Senator for Mato Grosso
- Incumbent
- Assumed office 1 February 2019
- In office 1 February 2007 – 1 February 2015

Mayor of Várzea Grande
- In office 1 January 1997 – 1 January 2005
- Preceded by: Nereu Botelho de Campos
- Succeeded by: Murilo Domingos

Governor of Mato Grosso
- In office 15 March 1991 – 1 January 1995
- Preceded by: Edison de Oliveira
- Succeeded by: Dante de Oliveira

Personal details
- Born: 13 September 1951 (age 74) Várzea Grande, Mato Grosso, Brazil
- Party: UNIÃO (2022–present)
- Other political affiliations: PDS (1982–90); DEM (1990–2022);

= Jayme Campos =

Brazilian politician

Jayme Veríssimo de Campos (born 13 September 1951) better known as Jayme Campos is a federal senator of Brazil representing his home state of Mato Grosso. He was previously governor of Mato Grosso from 1991 to 1994 and also served as mayor of Várzea Grande from 1997 to 2004.

═══

## Exercise 1
From the Jayme Campos profile, list every person named as a predecessor or successor in one of his offices.
## Exercise 2
Extend the Jayme Campos profile with a few sentences that pick up after its final sentence.

## Provided data
═══

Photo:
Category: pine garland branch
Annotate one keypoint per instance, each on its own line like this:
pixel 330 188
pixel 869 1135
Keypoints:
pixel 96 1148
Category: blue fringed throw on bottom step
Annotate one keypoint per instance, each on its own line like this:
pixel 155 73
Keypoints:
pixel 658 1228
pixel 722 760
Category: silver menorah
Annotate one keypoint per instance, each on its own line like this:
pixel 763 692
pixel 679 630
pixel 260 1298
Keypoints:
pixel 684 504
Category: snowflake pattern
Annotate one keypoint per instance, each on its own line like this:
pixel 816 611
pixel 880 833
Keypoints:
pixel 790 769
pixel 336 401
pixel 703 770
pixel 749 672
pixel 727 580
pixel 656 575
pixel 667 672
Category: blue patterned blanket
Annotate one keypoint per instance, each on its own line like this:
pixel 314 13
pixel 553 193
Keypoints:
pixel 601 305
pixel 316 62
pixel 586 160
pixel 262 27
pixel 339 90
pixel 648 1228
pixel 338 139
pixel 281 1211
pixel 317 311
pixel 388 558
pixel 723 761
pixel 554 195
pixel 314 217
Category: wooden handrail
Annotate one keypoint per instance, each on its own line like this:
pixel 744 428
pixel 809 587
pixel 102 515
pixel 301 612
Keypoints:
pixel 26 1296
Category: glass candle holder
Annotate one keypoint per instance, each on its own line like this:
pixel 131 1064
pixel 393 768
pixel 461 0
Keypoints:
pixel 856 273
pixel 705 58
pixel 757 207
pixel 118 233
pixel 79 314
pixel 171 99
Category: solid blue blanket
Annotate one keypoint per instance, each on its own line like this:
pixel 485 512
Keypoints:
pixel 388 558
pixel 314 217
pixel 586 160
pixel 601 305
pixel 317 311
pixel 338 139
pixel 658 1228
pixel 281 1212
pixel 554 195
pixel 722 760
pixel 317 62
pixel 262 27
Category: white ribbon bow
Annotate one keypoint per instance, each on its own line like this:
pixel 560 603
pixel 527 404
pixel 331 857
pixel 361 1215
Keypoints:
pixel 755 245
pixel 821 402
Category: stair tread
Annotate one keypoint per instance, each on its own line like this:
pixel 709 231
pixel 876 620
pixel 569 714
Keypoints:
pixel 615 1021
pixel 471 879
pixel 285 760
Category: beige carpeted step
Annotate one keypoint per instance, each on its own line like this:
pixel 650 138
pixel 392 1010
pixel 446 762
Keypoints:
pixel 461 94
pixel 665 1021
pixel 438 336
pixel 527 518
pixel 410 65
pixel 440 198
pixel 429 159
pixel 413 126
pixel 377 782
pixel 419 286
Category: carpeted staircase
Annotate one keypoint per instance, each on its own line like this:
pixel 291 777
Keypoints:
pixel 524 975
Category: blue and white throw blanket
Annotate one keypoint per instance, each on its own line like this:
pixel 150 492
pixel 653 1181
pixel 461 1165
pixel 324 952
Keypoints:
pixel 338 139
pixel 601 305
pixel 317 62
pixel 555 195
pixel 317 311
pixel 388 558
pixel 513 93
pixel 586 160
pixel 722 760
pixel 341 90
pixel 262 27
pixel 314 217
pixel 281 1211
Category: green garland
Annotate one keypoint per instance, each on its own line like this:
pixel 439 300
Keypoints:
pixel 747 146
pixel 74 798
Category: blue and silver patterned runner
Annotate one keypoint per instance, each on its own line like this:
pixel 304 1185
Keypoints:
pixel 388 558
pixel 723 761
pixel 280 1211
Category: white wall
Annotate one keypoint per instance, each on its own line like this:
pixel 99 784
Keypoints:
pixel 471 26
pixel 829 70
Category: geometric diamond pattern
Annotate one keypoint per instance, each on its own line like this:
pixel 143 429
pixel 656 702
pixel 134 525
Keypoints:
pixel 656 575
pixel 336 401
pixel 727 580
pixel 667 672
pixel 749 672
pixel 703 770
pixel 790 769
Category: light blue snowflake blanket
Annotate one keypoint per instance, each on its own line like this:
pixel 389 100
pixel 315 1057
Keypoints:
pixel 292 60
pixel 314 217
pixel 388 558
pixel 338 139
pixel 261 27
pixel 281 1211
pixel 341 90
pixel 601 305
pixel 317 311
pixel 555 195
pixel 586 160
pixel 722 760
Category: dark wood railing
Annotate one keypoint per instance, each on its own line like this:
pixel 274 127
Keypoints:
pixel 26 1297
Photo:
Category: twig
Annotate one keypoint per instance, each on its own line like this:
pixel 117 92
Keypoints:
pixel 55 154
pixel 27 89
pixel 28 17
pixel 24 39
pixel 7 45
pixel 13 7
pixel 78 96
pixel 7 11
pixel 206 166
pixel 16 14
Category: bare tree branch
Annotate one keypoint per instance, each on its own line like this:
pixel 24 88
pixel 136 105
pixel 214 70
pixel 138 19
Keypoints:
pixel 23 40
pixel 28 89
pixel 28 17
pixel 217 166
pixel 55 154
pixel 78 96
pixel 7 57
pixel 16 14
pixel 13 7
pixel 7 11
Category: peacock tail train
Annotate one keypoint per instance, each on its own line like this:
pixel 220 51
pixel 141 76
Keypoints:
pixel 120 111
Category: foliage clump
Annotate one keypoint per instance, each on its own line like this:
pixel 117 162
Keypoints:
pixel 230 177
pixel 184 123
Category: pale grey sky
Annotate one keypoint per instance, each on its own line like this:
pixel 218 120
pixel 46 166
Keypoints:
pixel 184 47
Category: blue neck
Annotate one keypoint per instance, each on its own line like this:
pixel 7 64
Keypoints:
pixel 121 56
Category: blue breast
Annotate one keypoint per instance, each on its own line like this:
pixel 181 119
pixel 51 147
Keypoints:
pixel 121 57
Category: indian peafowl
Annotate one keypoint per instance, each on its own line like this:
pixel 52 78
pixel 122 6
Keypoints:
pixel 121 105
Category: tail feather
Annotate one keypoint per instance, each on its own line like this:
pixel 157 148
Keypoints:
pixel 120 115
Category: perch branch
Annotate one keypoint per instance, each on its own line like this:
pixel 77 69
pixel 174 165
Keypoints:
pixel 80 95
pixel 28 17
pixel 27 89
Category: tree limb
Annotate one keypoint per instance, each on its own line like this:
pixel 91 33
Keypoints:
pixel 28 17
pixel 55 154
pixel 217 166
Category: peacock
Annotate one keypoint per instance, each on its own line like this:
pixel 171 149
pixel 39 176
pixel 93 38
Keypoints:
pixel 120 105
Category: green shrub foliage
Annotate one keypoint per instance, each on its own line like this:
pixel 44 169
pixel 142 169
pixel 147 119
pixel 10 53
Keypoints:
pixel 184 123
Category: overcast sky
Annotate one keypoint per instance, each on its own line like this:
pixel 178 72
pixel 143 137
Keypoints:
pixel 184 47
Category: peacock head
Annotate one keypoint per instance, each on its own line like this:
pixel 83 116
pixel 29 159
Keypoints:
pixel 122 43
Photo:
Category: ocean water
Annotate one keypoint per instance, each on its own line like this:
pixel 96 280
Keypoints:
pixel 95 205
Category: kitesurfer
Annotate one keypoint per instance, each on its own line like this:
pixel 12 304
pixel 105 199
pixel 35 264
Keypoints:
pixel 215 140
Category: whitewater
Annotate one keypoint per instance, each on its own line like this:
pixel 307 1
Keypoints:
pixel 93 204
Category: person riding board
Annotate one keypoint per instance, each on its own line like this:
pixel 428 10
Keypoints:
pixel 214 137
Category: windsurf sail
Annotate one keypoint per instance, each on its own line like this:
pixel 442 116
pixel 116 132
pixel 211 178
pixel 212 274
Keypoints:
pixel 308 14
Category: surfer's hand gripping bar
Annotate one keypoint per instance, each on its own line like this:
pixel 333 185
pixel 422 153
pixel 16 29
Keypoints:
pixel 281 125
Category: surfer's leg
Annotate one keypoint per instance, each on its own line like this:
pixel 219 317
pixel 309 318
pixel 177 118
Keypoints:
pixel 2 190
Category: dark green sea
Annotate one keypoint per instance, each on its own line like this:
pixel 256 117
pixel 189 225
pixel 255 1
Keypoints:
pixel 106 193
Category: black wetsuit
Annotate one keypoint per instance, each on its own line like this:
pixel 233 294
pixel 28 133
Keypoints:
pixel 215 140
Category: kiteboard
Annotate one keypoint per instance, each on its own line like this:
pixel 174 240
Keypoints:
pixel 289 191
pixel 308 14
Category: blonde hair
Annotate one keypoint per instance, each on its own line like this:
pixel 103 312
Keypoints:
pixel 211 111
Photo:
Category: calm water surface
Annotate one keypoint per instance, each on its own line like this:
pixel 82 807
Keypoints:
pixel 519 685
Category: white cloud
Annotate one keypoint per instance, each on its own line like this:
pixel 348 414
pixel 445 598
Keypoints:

═══

## Answer section 1
Nereu Botelho de Campos, Murilo Domingos, Edison de Oliveira, Dante de Oliveira

## Answer section 2
==Personal life==
Campos' father Júlio Campos was also a senator and governor of Mato Grosso as well as mayor of Várzea Grande. Campos is married to Lucimar Campos, who in 2015 was elected mayor of Várzea Grande. Campos had four children, two daughters and two sons: Michelle Campos Soares, Jaime Veríssimo de Campos Júnior, Carlos Eduardo Sacre de Campos, and Gisele Sacre de Campos. His second oldest child, Jaime Jr., died in a car accident in May 2004 while driving home from his sister's wedding.

==Political career==
Campos was elected to the federal senate for the first time in the 2006 Brazilian general election, winning 61% of the votes. After being defeated in 2015, Campos was re-elected to the federal senate in the 2018 Brazilian general election, along with Selma Arruda from the state of Mato Grosso.